DATA SUPPLIED section start

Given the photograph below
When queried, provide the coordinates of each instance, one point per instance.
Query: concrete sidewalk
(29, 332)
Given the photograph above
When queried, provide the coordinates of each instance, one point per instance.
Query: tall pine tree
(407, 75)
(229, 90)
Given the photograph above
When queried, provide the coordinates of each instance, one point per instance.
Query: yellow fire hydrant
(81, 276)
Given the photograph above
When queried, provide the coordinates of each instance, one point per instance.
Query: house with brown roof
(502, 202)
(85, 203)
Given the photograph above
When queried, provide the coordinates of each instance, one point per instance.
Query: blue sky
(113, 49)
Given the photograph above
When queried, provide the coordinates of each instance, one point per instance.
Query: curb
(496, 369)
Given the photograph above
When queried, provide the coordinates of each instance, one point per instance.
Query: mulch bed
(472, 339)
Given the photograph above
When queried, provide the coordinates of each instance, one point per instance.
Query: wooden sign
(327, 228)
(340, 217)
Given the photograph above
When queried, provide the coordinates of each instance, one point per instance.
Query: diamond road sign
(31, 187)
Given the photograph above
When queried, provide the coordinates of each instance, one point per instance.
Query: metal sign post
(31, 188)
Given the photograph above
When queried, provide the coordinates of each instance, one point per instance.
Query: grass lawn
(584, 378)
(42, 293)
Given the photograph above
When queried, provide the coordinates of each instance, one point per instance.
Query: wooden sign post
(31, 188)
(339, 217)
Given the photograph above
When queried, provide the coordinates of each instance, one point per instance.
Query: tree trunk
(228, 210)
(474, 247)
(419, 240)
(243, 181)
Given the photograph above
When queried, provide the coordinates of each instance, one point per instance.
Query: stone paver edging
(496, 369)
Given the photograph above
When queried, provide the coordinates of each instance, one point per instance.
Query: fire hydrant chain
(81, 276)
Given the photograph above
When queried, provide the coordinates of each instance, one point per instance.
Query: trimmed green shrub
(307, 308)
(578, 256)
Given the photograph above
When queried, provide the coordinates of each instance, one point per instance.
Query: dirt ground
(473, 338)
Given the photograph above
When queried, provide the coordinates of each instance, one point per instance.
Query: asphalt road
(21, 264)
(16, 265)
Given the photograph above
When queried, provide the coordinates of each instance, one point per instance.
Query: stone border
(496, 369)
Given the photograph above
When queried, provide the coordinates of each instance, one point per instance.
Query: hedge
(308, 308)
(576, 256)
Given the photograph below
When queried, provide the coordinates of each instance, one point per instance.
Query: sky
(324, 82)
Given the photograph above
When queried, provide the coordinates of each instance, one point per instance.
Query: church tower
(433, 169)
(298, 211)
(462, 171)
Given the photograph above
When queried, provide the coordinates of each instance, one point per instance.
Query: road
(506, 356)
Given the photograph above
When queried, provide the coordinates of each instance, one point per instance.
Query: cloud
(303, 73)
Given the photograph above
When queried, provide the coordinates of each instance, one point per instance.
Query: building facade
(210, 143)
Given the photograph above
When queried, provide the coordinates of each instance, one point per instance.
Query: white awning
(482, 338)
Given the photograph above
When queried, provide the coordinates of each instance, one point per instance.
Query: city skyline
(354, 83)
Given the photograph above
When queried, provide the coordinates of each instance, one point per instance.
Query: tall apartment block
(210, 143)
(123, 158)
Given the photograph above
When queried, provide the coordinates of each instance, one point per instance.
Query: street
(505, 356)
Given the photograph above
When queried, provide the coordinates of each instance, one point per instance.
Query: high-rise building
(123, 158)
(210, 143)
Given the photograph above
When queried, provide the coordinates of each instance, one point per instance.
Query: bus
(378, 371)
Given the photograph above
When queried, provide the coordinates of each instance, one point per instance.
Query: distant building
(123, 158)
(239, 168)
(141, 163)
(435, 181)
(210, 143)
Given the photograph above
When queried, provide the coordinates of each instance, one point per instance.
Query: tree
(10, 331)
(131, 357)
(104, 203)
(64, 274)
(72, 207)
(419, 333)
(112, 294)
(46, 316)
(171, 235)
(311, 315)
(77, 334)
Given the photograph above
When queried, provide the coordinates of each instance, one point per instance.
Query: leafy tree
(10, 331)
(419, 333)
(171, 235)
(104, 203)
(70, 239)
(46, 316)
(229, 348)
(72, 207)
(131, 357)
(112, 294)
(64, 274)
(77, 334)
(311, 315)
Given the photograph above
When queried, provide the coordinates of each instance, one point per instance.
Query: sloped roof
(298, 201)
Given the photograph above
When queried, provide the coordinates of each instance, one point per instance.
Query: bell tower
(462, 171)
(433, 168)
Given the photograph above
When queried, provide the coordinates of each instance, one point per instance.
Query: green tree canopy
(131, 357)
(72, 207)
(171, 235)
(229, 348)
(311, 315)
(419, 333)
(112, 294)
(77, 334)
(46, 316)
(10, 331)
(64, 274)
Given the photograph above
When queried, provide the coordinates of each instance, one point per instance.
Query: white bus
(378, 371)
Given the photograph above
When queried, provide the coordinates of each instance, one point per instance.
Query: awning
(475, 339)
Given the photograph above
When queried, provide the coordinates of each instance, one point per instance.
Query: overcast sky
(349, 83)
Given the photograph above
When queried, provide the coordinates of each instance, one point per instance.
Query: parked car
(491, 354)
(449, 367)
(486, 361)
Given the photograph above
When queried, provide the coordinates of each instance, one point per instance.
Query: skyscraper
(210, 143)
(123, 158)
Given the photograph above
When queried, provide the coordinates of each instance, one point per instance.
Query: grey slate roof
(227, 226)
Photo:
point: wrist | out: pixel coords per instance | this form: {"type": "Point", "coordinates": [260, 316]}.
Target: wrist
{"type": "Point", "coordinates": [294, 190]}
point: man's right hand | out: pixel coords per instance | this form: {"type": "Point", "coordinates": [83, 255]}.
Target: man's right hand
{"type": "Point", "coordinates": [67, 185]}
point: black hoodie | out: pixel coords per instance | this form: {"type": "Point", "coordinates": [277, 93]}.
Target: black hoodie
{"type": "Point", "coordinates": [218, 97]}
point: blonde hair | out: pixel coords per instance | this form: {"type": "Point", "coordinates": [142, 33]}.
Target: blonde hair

DATA SUPPLIED section end

■ ACTION ITEM ■
Using the exact wording, transcribe all the records above.

■ EXPECTED ANSWER ■
Given the photograph below
When queried, provide the coordinates of each instance, one point per instance.
Query: concrete sidewalk
(29, 332)
Given the photograph above
When queried, provide the coordinates of each instance, one point per instance.
Query: tall pine tree
(407, 75)
(229, 90)
Given the photograph above
When queried, provide the coordinates of each instance, one point per instance.
Query: yellow fire hydrant
(81, 276)
Given the photograph above
When queried, provide the coordinates of each instance, one point per instance.
Query: house with brown roof
(502, 202)
(85, 203)
Given the photograph above
When queried, provide the coordinates of each instance, one point per instance.
Query: blue sky
(113, 49)
Given the photograph above
When queried, provide the coordinates of each instance, one point per instance.
Query: curb
(496, 369)
Given the photograph above
When queried, provide the coordinates of each instance, one point per instance.
Query: mulch bed
(472, 339)
Given the photograph above
When queried, provide the coordinates of each instance, one point per instance.
Query: wooden sign
(327, 228)
(340, 217)
Given the photograph above
When queried, provide the coordinates of each instance, one point per instance.
Query: diamond road sign
(31, 187)
Given the photograph above
When queried, provide the coordinates of each instance, one point per instance.
Query: metal sign post
(31, 188)
Given the photograph above
When queried, provide the coordinates of each instance, one point per instance.
Query: grass lawn
(584, 378)
(42, 293)
Given the photograph above
When queried, provide the coordinates of each instance, one point per instance.
Query: wooden sign post
(31, 188)
(339, 217)
Given the photograph above
When queried, provide the coordinates of each instance, one point per instance.
Query: tree trunk
(228, 210)
(474, 247)
(419, 240)
(243, 181)
Given the photograph above
When queried, provide the coordinates of each instance, one point per instance.
Query: stone paver edging
(496, 369)
Given the photograph above
When queried, provide the coordinates of each instance, one point per instance.
Query: fire hydrant chain
(81, 276)
Given the photograph above
When queried, provide the coordinates of each instance, one point per instance.
Query: trimmed green shrub
(307, 308)
(578, 256)
Given the photograph above
When queried, provide the coordinates of each instance, one point per instance.
Query: dirt ground
(473, 338)
Given the photograph above
When queried, provide the coordinates of each instance, one point per instance.
Query: asphalt road
(21, 264)
(16, 265)
Given the photograph above
When queried, provide the coordinates of each instance, one point per instance.
Query: stone border
(496, 369)
Given the photograph above
When queried, provide the coordinates of each instance, one point per instance.
Query: hedge
(308, 308)
(576, 256)
Given the photograph below
When queried, provide the coordinates of each instance, one point per instance.
Query: sky
(324, 82)
Given the photograph above
When queried, provide the coordinates of each instance, one point per instance.
Query: church tower
(433, 169)
(298, 211)
(462, 171)
Given the photograph above
When queried, provide the coordinates of each instance, one point per instance.
Query: road
(506, 356)
Given the photograph above
When queried, provide the coordinates of each instance, one point per instance.
Query: cloud
(303, 73)
Given the photograph above
When queried, provide the coordinates of each instance, one point per instance.
Query: building facade
(210, 143)
Given the photograph above
When queried, provide the coordinates of each instance, one point per instance.
Query: white awning
(482, 338)
Given the photograph above
When queried, provide the coordinates of each instance, one point per instance.
Query: city skyline
(354, 83)
Given the photograph above
When queried, provide the coordinates of each instance, one point per instance.
Query: tall apartment block
(210, 143)
(123, 158)
Given the photograph above
When queried, provide the coordinates of each instance, one point per instance.
Query: street
(505, 356)
Given the photograph above
When queried, provide the coordinates of each instance, one point per instance.
Query: high-rise building
(123, 158)
(210, 143)
Given the photograph above
When queried, provide the coordinates of each instance, one point per instance.
Query: bus
(378, 371)
Given the photograph above
When queried, provide the coordinates of each instance, one point per instance.
Query: distant building
(123, 158)
(239, 168)
(141, 163)
(435, 181)
(210, 143)
Given the photograph above
When queried, provide the coordinates of each instance, one point per instance.
Query: tree
(10, 331)
(131, 357)
(104, 203)
(64, 274)
(72, 207)
(419, 333)
(112, 294)
(46, 316)
(171, 235)
(311, 315)
(77, 334)
Given the photograph above
When queried, provide the coordinates of each instance, one point per instance.
Query: leafy tree
(10, 331)
(419, 333)
(171, 235)
(104, 203)
(70, 239)
(46, 316)
(229, 348)
(72, 207)
(131, 357)
(112, 294)
(64, 274)
(77, 334)
(311, 315)
Given the photograph above
When queried, provide the coordinates of each instance, one point per instance.
Query: sloped roof
(298, 201)
Given the photograph above
When queried, provide the coordinates of each instance, one point per instance.
Query: bell tower
(462, 171)
(433, 168)
Given the photograph above
When queried, provide the coordinates of each instance, one point per instance.
Query: green tree canopy
(131, 357)
(72, 207)
(171, 235)
(229, 348)
(311, 315)
(419, 333)
(112, 294)
(77, 334)
(46, 316)
(10, 331)
(64, 274)
Given the photograph above
When queried, provide the coordinates of each instance, one point per instance.
Query: white bus
(378, 371)
Given the photograph above
When queried, provide the coordinates of each instance, one point per instance.
Query: awning
(475, 339)
Given the photograph above
When queried, provide the coordinates of each instance, one point per instance.
Query: overcast sky
(349, 83)
Given the photograph above
When queried, provide the coordinates of each instance, one point per instance.
Query: parked car
(491, 354)
(449, 367)
(486, 361)
Given the photograph above
When queried, provide the coordinates of each instance, one point per instance.
Query: skyscraper
(210, 143)
(123, 158)
Given the photograph above
When queried, provide the coordinates of each instance, one point per instance.
Query: grey slate roof
(227, 226)
Photo:
point: wrist | out: pixel coords per instance | this form: {"type": "Point", "coordinates": [260, 316]}.
Target: wrist
{"type": "Point", "coordinates": [294, 190]}
point: man's right hand | out: pixel coords per instance | this form: {"type": "Point", "coordinates": [83, 255]}.
Target: man's right hand
{"type": "Point", "coordinates": [67, 185]}
point: black hoodie | out: pixel coords per instance | this form: {"type": "Point", "coordinates": [277, 93]}.
Target: black hoodie
{"type": "Point", "coordinates": [218, 97]}
point: blonde hair | out: pixel coords per instance | this form: {"type": "Point", "coordinates": [142, 33]}.
Target: blonde hair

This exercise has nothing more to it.